▸ ACTIVITY
Return the records, each one exactly as written.
:: GIVEN RECORDS ::
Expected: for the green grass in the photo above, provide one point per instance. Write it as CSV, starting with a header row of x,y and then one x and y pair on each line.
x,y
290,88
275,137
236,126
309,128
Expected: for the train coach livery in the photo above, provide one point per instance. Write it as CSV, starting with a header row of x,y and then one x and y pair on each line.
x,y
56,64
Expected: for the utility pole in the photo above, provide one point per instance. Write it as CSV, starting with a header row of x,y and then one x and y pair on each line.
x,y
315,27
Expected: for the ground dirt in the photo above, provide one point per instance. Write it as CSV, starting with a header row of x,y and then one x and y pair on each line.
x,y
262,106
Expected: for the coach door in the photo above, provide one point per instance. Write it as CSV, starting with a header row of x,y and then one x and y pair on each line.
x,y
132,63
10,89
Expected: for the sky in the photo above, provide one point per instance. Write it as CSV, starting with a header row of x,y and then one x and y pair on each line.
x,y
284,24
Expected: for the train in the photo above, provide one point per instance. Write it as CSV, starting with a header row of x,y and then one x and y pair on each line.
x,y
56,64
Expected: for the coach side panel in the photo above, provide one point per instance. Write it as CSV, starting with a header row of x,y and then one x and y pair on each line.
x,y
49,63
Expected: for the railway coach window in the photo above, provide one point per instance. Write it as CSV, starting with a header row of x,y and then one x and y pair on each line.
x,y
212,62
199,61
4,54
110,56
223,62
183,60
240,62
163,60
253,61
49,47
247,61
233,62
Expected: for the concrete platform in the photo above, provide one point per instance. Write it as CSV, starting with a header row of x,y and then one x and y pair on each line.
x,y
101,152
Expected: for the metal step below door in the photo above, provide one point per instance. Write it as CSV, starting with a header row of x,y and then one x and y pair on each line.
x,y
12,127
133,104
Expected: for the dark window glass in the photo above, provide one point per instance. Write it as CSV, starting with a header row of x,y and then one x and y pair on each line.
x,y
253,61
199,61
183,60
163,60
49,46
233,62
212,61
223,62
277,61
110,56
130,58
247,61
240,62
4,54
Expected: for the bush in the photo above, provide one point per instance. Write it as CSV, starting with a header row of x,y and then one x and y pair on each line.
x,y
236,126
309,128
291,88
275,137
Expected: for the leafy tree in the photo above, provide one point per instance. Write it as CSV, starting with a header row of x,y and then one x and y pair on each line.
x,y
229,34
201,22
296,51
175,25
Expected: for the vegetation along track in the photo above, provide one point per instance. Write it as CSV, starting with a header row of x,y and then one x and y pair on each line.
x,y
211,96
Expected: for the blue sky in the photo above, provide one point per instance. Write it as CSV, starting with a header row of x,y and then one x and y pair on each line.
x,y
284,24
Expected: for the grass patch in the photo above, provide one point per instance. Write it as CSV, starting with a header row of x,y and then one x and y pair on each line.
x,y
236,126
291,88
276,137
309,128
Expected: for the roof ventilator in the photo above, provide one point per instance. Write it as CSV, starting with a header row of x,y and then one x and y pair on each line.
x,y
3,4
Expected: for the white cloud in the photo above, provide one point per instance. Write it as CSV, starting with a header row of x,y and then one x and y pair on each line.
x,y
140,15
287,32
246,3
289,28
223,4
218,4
:::
▸ FINISHED TASK
Expected: for the green grass in the photo above, provide one point per instance. Write it as CSV, starting with a header row of x,y and then one x and y pair on each line.
x,y
290,88
275,137
236,126
309,128
Expected: for the train coach livery in the photo above, provide one point per instance. Write it as CSV, starting with a header row of x,y and then one x and y pair on each line.
x,y
56,64
Expected: for the utility pole in the photo above, provide one point per instance. Write it as CSV, starting with a header row of x,y and then one x and y pair on each line.
x,y
315,27
Expected: for the ground dirt in the photo above, provide one point per instance. Write it as CSV, starting with a header row of x,y and then one x and y pair on each line.
x,y
262,106
Expected: for the coach door in the photo above, provide one point per instance. Write it as CSV, starting with a header row of x,y and then one x and y pair on each line.
x,y
132,63
10,89
Expected: for the sky in the photo above, provide one point per instance. Write it as CSV, starting with a header row of x,y and then one x and y pair on each line.
x,y
284,24
Expected: for the train in the photo above, provide one point per instance. Write it as CSV, starting with a header row of x,y and then one x and y pair on each line.
x,y
56,64
Expected: for the coach side panel in the photo above, provide one point per instance. Write it as CSV, starting with a header row of x,y and then one x and y pair on each line.
x,y
49,63
Expected: for the railway coach window in the photo above, provide one point per instance. Write it as CSV, starting with a header row of x,y and then one x and y pair on each line.
x,y
212,62
199,61
4,54
110,56
223,62
183,60
240,62
163,60
253,61
49,47
247,61
233,62
Expected: for the concrete platform in the photo above, provide one point per instance. Write it as CSV, starting with a header row of x,y and then one x and y pair on each line.
x,y
101,152
Expected: for the metal step below door in the photo above, provide one point per instance. Write it as CSV, starting with a header row of x,y and then one x and y pair on each line.
x,y
12,127
133,104
Expected: for the dark window glass in the photo above, provide one point per instance. Write it as CSV, starting with a header row of x,y and then one x and y pair on each line.
x,y
253,61
199,61
183,60
163,60
49,46
233,62
212,61
223,62
277,61
110,56
130,58
247,61
240,62
4,54
Expected: for the bush in the photo above, provide one point per instance. Write it as CSV, starting with a header row of x,y and then one x and y pair on each line.
x,y
236,126
309,128
291,88
275,137
Expected: for the leafy tree in the photo above, provide one point per instance. Write it as CSV, starting with a header row of x,y and then one x and y pair on each line.
x,y
229,34
201,22
296,51
175,25
Expected: for the vegetation along track in the photo above, provide one point per instance. Write it as CSV, starting with a header row of x,y and then one x and y pair on each line.
x,y
211,96
Expected: for the blue sky in the photo above, provide one point per instance. Write it as CSV, starting with a header row of x,y and then one x and y pair on each line.
x,y
284,24
Expected: for the grass patch in the photo above, provide one point per instance. Write it as CSV, starting with a header row of x,y and then one x and y pair on each line.
x,y
236,126
291,88
276,137
309,128
Expected: for the roof ventilator in the photo above, provide one point per instance. Write it as CSV, starting with a header row of x,y and then one x and y pair on each line.
x,y
3,4
Expected: for the white cloud in the photo above, provide one point per instance. Write it as CSV, starting with a header row of x,y and then one x and y pair on each line.
x,y
140,15
287,32
246,3
289,28
223,4
218,4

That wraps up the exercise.